Exercise objective: Please extract every line of the material below that contains the word "floor".

(Records in a dataset)

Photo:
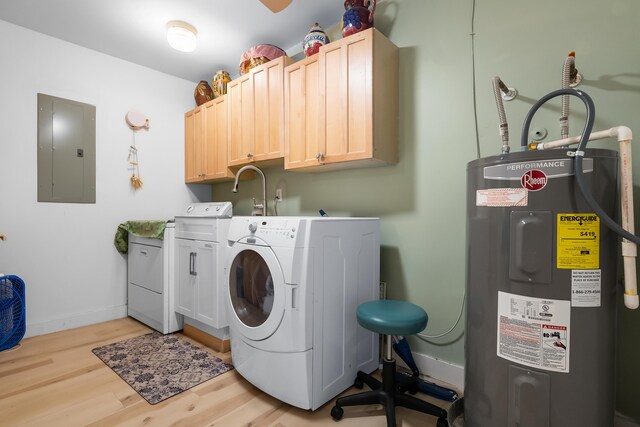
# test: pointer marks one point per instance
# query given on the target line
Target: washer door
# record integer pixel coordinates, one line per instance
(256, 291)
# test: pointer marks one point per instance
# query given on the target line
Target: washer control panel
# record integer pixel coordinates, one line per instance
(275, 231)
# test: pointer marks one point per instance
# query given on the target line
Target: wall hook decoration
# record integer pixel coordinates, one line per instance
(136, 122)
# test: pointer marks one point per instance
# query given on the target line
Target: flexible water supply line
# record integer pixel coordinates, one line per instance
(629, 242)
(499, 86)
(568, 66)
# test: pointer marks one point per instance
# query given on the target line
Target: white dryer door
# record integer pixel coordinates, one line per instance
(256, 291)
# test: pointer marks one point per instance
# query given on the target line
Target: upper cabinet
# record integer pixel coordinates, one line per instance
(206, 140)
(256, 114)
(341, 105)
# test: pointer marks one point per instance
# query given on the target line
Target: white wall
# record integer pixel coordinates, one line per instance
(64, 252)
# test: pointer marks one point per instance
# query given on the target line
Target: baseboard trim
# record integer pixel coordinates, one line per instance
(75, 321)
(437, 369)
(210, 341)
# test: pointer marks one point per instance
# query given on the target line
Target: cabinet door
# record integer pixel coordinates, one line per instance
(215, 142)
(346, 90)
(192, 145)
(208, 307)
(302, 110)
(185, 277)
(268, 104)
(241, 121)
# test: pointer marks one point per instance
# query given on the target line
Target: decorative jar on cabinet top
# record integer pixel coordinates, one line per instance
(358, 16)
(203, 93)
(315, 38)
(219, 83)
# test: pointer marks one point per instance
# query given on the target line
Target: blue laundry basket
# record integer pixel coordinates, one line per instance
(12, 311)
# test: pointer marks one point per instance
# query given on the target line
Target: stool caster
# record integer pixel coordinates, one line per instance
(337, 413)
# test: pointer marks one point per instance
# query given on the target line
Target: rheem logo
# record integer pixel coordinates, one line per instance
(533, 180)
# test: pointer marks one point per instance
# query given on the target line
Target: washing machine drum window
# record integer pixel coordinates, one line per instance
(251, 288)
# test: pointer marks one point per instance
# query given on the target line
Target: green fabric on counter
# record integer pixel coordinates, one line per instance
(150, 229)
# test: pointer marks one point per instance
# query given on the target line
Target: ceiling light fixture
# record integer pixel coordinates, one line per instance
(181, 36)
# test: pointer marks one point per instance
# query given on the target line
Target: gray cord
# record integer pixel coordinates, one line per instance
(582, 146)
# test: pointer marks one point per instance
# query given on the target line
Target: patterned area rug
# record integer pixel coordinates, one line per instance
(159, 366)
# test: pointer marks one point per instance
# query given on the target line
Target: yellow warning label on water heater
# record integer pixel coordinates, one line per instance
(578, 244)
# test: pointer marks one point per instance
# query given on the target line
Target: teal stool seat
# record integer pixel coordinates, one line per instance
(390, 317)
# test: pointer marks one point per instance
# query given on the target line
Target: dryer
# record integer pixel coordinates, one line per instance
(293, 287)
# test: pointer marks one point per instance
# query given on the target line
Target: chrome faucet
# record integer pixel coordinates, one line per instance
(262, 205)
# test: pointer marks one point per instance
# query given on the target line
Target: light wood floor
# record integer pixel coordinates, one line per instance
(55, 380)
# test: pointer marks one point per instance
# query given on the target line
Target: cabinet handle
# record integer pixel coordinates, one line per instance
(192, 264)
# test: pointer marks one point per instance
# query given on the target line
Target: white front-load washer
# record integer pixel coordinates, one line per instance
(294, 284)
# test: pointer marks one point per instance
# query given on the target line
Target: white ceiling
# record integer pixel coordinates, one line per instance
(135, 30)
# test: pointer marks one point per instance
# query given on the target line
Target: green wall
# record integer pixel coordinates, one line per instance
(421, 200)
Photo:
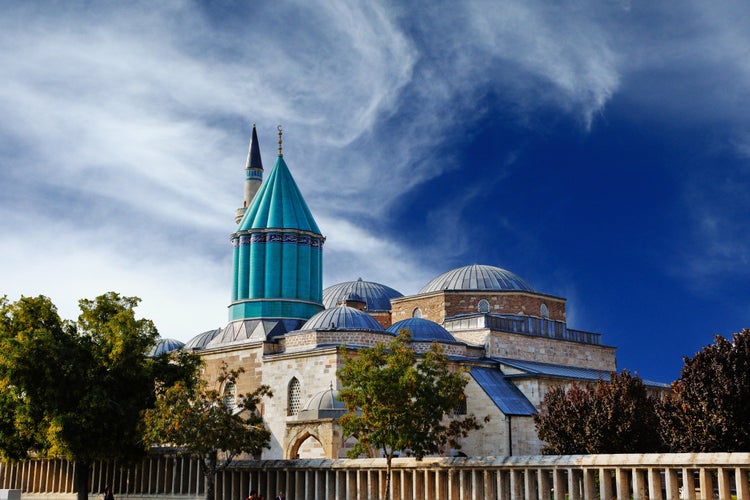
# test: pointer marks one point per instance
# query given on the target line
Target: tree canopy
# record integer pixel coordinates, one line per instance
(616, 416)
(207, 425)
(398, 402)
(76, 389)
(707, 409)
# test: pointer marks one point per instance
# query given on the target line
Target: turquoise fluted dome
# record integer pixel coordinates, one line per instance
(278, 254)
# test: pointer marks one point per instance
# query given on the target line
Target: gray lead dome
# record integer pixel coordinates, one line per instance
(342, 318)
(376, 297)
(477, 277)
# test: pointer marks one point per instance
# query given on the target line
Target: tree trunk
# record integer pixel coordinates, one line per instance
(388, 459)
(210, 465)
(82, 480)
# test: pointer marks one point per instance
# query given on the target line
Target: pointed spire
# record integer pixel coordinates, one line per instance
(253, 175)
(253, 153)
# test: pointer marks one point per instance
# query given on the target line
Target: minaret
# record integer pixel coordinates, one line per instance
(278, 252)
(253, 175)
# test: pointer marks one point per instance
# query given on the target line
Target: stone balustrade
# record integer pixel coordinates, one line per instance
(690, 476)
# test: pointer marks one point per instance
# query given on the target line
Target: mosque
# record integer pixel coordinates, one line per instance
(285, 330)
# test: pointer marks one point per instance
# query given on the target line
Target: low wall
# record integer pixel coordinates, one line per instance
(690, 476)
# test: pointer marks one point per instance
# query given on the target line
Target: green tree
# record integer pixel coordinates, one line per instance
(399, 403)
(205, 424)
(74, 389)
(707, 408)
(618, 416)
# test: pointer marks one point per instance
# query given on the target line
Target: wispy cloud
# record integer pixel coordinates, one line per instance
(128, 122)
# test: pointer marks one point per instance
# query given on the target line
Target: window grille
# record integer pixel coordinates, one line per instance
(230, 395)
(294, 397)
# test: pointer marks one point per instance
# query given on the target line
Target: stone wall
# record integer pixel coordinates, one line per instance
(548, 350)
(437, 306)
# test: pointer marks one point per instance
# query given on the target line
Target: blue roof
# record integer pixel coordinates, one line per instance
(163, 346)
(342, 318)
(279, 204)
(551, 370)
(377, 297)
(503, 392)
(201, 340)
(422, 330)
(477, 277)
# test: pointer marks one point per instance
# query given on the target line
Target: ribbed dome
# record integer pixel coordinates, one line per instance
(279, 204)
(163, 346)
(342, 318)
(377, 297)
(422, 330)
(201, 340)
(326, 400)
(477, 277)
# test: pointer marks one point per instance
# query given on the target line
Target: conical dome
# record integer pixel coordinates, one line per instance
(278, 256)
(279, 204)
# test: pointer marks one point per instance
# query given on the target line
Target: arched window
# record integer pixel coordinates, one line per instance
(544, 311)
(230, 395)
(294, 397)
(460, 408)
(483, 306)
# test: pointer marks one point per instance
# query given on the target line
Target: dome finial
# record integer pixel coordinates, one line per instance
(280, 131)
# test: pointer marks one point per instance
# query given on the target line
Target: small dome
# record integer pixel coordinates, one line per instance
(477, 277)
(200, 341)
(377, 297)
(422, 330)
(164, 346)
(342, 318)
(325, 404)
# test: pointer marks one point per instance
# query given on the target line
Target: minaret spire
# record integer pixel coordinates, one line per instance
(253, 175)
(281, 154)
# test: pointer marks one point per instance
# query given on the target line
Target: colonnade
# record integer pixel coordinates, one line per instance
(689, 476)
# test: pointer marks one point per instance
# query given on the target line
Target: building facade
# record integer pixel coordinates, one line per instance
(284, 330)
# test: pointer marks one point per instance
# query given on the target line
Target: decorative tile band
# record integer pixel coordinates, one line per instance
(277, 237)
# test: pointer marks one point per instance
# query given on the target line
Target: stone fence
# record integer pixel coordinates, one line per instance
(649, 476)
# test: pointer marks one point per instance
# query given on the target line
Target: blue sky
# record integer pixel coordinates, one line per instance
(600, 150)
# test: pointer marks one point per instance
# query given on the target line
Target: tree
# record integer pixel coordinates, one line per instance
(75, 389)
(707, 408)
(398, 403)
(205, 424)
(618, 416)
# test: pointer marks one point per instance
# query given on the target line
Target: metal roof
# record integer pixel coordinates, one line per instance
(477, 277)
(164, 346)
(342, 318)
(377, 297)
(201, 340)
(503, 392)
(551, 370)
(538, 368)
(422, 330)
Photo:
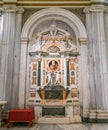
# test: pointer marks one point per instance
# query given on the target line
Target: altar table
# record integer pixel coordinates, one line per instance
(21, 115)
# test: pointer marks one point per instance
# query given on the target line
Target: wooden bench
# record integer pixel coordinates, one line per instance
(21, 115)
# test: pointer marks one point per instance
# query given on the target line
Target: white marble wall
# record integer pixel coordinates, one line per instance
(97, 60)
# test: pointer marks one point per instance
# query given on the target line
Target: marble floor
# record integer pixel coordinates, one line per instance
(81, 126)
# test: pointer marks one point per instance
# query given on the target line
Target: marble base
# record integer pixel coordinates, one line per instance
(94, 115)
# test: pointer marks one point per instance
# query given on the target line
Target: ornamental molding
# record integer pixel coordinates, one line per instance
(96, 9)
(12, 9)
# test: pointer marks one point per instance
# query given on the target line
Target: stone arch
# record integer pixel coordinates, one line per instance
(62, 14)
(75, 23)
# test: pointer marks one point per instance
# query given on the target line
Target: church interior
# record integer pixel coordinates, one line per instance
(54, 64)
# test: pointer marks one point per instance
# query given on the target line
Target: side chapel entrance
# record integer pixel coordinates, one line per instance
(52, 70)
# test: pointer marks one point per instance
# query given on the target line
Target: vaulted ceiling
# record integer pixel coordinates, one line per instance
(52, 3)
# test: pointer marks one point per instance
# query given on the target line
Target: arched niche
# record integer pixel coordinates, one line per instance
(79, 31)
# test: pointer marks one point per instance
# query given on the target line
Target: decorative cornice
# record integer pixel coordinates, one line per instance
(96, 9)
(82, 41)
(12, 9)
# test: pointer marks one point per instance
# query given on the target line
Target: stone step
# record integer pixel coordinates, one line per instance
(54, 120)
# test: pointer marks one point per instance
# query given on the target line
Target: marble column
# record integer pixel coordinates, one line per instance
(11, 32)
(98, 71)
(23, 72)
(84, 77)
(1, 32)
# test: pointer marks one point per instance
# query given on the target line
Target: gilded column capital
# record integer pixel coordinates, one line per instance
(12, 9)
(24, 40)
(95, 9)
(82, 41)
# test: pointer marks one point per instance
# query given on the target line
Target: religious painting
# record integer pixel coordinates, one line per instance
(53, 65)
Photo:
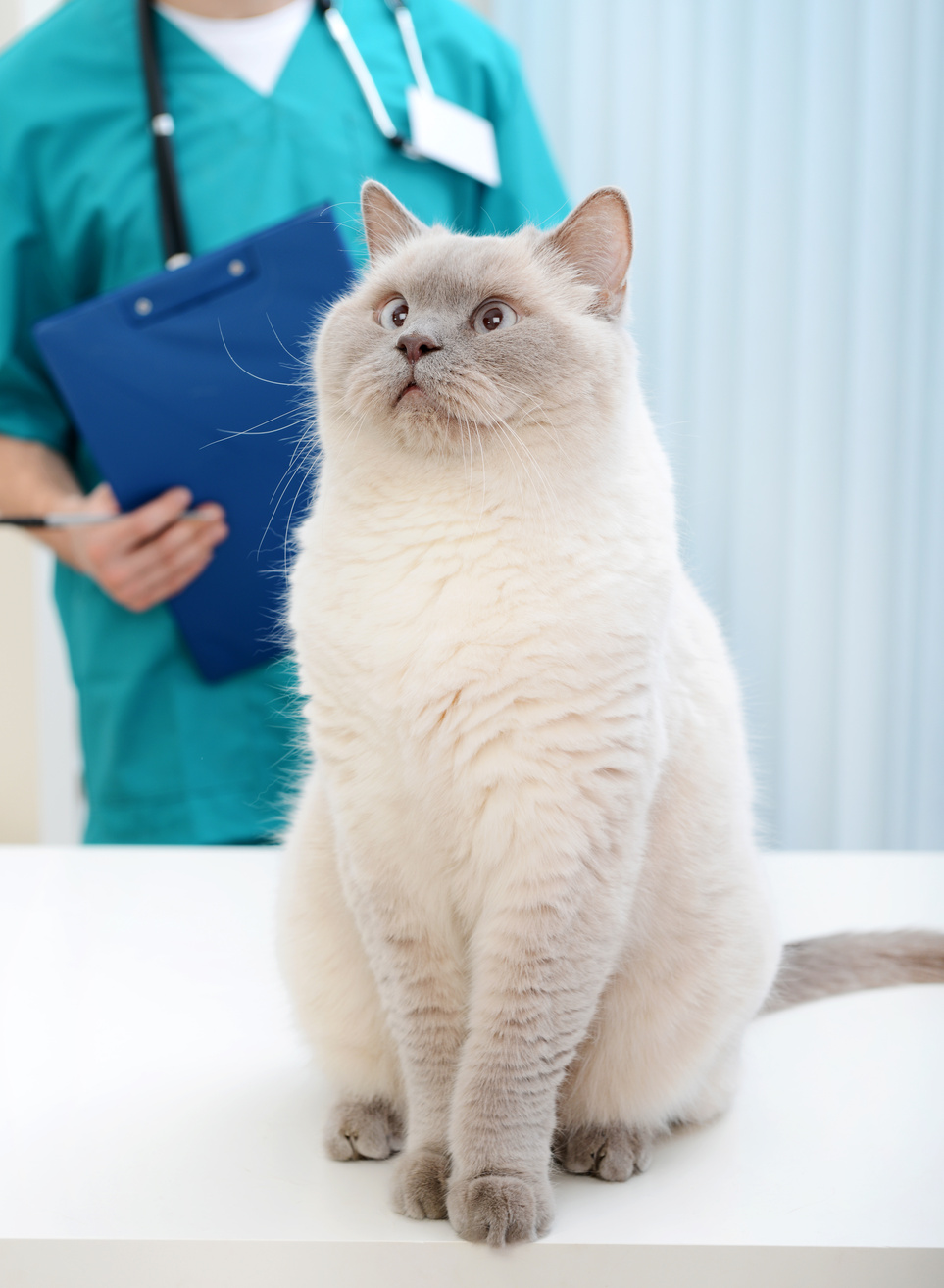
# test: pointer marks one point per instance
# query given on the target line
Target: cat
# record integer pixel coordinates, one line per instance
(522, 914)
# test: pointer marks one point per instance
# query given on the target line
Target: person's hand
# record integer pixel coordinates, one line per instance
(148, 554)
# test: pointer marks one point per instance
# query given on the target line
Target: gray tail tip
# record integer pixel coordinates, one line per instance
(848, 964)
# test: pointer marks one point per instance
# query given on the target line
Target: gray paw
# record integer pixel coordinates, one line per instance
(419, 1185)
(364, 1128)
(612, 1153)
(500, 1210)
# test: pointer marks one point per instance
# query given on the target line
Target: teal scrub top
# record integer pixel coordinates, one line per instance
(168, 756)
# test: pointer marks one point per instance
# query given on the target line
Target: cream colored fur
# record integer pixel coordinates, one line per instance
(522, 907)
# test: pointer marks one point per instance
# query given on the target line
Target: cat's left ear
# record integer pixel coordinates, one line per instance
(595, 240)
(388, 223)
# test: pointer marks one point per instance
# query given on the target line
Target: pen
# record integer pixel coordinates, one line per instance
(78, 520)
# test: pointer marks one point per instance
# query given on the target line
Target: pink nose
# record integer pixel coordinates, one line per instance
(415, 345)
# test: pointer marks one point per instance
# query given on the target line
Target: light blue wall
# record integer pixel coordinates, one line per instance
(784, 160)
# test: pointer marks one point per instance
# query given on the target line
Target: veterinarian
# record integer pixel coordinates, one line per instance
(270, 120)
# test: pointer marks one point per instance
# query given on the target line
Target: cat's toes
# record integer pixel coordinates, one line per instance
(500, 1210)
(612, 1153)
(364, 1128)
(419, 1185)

Answer to the problem:
Target: light wood floor
Target: marble floor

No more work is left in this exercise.